▶ [REQUIRED ACTION]
A verbatim copy of the line containing "photo of people" and all lines after it, up to and including the final line of the records, is the only acceptable output.

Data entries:
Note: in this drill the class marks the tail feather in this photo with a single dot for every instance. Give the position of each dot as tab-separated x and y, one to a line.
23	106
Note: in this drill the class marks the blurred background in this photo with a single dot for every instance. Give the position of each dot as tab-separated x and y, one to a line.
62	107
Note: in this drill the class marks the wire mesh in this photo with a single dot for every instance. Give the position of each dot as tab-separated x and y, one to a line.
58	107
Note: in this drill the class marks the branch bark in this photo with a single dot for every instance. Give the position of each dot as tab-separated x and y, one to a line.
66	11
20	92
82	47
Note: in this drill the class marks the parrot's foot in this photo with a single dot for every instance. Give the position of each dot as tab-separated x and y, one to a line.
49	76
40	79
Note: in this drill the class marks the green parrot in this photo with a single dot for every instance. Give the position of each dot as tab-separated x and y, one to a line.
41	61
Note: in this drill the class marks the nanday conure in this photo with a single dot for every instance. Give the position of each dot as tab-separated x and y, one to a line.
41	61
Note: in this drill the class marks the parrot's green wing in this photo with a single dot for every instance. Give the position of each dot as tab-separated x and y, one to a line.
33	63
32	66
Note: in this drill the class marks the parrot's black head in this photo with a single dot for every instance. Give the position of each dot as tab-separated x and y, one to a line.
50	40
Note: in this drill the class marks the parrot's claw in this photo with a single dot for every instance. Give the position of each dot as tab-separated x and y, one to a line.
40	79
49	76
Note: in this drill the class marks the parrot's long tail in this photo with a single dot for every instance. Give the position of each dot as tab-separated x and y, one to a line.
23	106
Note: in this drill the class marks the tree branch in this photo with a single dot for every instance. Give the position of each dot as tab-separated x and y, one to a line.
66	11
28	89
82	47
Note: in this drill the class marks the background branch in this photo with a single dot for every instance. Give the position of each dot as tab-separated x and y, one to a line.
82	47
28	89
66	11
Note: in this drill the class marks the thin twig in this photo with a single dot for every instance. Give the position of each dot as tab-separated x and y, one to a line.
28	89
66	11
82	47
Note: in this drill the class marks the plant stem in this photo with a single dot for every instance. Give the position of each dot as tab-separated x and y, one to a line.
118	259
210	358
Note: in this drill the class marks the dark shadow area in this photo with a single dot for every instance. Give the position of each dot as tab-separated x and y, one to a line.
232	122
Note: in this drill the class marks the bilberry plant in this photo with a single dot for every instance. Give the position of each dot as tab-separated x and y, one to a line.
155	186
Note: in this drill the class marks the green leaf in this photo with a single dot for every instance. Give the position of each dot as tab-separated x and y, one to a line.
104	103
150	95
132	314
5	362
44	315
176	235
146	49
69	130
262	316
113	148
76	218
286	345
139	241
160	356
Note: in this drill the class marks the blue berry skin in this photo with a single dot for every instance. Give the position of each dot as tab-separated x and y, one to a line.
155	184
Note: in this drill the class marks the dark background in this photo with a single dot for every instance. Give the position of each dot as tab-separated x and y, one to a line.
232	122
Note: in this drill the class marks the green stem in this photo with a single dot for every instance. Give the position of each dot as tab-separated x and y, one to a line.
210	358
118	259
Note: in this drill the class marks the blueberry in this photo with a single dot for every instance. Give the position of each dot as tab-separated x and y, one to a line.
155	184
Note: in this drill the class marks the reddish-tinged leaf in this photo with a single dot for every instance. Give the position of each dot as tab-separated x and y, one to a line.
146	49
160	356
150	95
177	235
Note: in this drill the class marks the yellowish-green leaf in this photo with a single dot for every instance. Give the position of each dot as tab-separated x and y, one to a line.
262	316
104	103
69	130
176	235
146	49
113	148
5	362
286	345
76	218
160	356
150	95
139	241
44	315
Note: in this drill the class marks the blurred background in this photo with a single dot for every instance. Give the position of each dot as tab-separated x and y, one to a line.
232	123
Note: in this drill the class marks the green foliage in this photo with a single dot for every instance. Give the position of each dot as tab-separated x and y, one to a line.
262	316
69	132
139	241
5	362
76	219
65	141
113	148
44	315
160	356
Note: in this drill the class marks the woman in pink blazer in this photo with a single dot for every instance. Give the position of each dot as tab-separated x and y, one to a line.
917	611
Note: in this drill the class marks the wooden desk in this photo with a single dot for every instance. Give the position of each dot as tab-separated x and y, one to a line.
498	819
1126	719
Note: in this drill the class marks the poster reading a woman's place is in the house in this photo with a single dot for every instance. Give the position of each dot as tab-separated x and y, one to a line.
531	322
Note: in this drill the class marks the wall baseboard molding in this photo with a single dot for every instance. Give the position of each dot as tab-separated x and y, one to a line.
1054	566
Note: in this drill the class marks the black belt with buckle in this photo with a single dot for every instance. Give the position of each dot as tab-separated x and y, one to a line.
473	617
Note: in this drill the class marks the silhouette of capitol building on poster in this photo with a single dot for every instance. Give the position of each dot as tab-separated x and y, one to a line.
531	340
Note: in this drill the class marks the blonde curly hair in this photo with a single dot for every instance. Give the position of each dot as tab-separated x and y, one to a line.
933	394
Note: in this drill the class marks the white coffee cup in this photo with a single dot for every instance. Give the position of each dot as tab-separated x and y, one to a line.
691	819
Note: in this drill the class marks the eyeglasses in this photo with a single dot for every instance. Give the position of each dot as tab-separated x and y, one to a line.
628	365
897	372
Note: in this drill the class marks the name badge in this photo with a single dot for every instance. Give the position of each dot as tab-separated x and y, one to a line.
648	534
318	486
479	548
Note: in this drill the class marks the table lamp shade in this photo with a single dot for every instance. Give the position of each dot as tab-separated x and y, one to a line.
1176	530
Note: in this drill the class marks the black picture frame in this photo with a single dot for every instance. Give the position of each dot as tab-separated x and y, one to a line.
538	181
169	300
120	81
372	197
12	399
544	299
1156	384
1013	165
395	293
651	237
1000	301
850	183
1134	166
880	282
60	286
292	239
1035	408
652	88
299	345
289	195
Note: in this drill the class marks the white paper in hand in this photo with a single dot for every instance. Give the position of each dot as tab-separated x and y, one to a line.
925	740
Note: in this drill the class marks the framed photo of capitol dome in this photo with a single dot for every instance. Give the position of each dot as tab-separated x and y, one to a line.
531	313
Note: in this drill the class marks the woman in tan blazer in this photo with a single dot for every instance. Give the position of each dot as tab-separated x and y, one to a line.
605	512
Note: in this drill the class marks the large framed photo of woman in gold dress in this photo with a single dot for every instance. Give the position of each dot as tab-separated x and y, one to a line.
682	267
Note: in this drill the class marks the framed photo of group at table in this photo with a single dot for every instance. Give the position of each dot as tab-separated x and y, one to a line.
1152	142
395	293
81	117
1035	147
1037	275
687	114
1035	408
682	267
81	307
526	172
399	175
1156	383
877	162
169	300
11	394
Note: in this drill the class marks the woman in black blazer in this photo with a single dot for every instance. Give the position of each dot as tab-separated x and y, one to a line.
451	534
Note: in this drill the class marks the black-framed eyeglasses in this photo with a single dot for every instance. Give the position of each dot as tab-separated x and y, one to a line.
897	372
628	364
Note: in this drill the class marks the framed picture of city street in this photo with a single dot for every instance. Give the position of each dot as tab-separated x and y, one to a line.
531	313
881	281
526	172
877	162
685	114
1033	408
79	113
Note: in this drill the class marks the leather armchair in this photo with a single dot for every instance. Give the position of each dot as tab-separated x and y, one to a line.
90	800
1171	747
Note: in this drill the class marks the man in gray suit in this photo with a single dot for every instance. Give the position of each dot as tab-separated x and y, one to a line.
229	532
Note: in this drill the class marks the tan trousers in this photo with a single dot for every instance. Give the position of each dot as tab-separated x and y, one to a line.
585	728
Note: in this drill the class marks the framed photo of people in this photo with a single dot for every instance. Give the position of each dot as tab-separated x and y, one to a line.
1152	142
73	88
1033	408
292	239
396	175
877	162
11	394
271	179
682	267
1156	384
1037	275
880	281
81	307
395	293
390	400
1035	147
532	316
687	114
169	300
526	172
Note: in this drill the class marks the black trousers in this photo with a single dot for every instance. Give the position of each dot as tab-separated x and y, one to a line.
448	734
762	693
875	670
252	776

▶ [RESULT OF THE TASK]
Note: in this drill the class marks the framed photo of people in this photo with a single dot for every instance. Give the position of each dot as tab-separated x and y, one to a line.
1152	142
73	88
1033	408
292	239
396	175
877	162
11	394
271	179
682	267
1156	384
1037	275
880	281
81	307
395	293
390	400
1035	147
532	316
687	114
169	300
526	172
Note: in this drill the class marks the black trousers in this photo with a single dot for every instance. Give the position of each dot as tab-separated x and y, one to a line.
448	734
762	693
875	670
252	776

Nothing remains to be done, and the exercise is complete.